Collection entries
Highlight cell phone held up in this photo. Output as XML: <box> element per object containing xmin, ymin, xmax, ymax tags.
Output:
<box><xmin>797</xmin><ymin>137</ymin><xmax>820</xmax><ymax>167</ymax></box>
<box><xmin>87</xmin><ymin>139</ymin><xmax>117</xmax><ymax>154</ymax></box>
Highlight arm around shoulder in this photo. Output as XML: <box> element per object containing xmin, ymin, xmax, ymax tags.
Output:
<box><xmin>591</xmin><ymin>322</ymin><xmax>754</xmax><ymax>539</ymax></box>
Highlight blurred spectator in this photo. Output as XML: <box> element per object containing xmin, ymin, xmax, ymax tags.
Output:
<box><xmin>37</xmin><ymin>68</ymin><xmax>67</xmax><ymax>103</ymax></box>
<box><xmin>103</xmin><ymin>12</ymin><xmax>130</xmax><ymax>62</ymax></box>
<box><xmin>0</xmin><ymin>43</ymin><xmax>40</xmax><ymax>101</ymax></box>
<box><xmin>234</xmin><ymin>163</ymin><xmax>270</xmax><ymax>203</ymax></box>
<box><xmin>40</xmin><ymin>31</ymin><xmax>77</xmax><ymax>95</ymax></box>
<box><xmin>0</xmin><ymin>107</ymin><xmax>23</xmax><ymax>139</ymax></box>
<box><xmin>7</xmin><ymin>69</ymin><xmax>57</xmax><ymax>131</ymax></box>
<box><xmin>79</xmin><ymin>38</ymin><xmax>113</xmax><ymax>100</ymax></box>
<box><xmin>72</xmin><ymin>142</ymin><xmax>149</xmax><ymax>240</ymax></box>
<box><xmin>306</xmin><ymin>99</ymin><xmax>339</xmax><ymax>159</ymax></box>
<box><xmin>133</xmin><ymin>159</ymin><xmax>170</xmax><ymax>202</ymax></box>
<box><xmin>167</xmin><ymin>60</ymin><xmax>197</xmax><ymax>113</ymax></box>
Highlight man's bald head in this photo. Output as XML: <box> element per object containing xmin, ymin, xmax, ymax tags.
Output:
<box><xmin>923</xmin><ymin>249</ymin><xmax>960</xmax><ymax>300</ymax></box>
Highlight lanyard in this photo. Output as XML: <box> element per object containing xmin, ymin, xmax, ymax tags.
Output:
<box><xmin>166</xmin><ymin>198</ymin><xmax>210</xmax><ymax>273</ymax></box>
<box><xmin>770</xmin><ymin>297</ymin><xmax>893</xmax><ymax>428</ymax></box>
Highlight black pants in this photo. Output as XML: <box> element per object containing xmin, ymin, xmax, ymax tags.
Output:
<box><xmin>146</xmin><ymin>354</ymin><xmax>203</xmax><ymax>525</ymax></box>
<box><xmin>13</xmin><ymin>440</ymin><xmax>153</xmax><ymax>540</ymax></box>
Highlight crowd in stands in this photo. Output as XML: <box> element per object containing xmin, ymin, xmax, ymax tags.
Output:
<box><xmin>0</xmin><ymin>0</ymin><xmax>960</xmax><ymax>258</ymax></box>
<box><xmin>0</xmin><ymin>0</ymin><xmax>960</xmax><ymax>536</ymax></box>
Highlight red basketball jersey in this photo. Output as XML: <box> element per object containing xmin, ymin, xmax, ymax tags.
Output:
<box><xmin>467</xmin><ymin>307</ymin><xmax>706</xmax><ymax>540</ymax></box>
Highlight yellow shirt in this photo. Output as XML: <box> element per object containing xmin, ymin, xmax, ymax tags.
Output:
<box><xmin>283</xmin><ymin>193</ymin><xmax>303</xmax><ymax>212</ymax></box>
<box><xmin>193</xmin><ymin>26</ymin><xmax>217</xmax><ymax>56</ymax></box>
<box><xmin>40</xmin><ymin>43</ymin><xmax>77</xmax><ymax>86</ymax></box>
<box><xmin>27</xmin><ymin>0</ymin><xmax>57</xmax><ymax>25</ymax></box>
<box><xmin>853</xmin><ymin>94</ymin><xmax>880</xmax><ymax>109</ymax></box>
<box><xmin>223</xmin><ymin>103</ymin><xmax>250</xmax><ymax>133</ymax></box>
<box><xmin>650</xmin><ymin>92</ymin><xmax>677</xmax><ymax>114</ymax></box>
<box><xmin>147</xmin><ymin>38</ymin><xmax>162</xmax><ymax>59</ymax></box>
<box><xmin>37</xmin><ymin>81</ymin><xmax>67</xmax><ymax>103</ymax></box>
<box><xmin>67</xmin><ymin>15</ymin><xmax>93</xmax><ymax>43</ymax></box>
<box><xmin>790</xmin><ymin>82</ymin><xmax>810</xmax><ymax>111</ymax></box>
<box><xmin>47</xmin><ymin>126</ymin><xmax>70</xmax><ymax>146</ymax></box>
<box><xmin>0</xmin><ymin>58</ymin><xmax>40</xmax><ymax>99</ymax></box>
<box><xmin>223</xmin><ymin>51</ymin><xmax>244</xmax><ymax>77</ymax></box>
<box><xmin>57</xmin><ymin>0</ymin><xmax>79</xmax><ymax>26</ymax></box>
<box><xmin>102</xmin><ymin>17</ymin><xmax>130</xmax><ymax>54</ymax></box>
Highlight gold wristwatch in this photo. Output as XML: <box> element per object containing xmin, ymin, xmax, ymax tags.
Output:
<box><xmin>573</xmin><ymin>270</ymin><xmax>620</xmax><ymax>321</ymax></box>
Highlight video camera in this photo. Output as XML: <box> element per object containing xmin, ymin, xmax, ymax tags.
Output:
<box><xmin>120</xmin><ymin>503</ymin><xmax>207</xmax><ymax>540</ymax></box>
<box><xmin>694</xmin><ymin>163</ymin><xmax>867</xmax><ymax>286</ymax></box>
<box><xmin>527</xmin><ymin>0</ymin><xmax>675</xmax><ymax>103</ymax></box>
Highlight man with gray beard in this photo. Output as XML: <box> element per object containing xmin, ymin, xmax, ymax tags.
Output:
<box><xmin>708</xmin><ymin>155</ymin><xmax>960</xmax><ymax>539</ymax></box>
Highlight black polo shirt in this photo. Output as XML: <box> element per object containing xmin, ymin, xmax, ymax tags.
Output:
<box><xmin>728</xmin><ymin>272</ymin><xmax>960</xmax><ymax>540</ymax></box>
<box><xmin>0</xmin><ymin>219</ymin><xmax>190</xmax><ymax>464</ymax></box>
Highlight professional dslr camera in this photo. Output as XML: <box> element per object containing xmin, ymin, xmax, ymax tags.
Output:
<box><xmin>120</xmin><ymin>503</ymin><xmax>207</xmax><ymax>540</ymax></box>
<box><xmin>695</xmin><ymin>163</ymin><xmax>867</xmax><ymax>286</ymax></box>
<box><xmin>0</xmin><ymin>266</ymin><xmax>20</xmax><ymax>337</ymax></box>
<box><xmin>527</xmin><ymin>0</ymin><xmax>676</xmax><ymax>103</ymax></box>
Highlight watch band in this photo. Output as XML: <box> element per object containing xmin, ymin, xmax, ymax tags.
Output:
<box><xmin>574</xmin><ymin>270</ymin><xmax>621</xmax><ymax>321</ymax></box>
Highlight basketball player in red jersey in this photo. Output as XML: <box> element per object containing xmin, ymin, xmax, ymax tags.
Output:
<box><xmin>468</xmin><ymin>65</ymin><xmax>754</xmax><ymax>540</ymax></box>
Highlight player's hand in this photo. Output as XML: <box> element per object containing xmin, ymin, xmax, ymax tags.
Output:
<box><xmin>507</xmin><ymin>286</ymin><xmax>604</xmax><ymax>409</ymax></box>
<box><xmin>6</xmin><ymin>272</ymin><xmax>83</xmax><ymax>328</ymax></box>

■ Task description ■
How many lines in the collection entries above contain the word "black"? Reply with the number alone.

■ Exercise result ■
2